───── Records ─────

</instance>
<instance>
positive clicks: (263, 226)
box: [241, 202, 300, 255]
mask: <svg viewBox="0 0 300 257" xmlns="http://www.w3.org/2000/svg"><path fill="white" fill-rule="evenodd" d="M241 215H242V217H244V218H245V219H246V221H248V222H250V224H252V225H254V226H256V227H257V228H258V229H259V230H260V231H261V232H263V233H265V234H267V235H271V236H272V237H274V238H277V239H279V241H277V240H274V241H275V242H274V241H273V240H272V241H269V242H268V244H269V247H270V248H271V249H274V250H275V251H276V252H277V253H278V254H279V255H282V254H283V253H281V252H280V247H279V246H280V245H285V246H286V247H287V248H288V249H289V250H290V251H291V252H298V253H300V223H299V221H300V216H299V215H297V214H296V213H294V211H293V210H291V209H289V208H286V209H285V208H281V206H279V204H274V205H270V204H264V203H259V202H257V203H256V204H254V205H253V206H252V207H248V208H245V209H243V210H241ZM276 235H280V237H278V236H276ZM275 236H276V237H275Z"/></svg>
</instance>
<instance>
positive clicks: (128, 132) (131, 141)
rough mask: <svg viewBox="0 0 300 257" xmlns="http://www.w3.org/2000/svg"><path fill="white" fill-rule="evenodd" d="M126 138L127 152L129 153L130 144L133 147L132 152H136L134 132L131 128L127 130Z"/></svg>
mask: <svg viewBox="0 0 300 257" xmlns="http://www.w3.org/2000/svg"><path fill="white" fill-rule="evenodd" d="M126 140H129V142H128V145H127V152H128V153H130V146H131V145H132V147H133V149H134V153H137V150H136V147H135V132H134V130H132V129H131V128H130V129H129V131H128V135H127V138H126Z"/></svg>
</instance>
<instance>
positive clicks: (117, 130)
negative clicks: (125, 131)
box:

─────

- Work request
Count how many lines in the rows above contain the string "positive", and reply with the number alone.

- Your response
3